**WRITTEN EXERCISE:**
Show every line in the rows below that contains the word "rocky", copying each line in full. Case counts.

**EXERCISE MATERIAL:**
↓↓↓
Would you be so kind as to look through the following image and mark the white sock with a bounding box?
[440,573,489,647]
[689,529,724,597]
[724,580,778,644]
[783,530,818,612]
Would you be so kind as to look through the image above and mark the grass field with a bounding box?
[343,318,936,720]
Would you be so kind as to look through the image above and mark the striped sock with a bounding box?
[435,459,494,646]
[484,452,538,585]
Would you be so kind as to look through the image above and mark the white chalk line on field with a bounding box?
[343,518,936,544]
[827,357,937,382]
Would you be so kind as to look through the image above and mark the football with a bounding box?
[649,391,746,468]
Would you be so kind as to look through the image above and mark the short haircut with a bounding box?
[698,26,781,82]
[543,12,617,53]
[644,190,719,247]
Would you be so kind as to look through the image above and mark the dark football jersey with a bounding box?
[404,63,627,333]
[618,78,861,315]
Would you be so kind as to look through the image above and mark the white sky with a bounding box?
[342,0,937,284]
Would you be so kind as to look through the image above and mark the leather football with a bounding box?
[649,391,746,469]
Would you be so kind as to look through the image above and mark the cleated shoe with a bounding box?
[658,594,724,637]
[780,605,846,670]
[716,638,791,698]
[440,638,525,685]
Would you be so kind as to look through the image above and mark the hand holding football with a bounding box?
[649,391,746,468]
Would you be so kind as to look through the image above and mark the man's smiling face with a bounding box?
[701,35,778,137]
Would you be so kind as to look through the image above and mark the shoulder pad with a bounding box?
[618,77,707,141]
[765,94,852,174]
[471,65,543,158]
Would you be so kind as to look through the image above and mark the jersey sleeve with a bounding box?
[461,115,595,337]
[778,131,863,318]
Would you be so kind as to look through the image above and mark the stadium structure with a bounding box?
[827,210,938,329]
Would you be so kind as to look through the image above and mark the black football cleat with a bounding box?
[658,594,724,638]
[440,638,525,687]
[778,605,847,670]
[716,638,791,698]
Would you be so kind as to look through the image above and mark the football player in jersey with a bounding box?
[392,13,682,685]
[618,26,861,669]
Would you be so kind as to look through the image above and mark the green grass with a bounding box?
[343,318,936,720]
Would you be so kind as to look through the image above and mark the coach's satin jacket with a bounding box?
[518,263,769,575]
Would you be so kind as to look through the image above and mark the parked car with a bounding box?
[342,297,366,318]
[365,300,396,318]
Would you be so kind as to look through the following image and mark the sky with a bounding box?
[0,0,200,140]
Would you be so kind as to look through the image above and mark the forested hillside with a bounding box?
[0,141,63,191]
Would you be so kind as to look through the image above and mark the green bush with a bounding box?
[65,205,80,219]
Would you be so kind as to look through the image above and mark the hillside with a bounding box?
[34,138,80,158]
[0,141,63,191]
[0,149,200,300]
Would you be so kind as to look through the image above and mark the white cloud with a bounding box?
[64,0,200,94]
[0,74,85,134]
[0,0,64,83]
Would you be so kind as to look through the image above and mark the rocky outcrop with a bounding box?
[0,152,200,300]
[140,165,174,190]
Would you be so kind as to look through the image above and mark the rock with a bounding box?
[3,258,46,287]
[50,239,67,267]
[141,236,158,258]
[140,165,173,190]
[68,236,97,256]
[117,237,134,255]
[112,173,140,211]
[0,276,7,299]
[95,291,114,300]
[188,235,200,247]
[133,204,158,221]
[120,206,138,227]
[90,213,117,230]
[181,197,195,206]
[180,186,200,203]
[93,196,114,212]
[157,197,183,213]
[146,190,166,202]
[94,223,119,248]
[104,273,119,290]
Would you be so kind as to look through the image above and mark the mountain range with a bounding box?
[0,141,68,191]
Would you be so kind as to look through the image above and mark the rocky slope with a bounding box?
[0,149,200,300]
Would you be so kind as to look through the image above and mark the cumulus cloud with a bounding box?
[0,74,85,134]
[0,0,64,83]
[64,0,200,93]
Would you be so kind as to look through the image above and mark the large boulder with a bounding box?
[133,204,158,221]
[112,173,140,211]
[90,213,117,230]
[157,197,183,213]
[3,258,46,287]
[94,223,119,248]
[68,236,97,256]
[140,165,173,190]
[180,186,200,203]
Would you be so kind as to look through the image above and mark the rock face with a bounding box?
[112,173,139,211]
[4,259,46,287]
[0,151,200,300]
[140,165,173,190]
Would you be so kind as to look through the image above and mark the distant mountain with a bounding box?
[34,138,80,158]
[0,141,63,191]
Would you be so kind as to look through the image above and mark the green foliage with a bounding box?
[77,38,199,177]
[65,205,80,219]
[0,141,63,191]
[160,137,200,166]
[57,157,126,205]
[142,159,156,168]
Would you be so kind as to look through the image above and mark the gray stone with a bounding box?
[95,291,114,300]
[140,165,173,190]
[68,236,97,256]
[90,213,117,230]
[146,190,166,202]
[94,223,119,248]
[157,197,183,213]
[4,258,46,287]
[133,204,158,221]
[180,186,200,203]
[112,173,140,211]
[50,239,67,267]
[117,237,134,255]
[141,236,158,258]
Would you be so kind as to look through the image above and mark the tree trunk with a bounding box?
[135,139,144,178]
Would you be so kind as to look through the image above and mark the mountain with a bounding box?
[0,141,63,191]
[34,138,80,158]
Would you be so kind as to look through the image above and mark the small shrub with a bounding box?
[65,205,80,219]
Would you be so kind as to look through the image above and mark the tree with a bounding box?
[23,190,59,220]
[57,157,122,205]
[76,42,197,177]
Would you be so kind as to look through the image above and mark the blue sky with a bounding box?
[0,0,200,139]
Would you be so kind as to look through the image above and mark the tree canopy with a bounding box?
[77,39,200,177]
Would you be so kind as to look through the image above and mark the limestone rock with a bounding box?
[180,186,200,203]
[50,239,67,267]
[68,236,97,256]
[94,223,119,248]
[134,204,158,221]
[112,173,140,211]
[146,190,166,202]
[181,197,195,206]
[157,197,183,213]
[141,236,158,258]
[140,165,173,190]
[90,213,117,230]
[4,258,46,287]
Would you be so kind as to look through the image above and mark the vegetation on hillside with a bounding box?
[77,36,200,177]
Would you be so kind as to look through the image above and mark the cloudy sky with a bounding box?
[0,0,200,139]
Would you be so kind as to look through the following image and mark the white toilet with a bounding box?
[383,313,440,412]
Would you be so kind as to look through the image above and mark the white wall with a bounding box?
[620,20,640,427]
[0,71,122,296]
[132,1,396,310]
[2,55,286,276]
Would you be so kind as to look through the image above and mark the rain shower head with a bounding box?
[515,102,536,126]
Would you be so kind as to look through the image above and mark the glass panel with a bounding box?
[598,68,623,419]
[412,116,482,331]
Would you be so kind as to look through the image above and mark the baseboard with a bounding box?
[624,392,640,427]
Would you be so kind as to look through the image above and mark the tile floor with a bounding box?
↑↑↑
**EXERCISE RESPONSE:**
Would you be so kind as to look through the image above and mark the rocky outcrop with a bounding box?
Would you be so kind as to look through the image above and mark the rocky slope with a bounding box?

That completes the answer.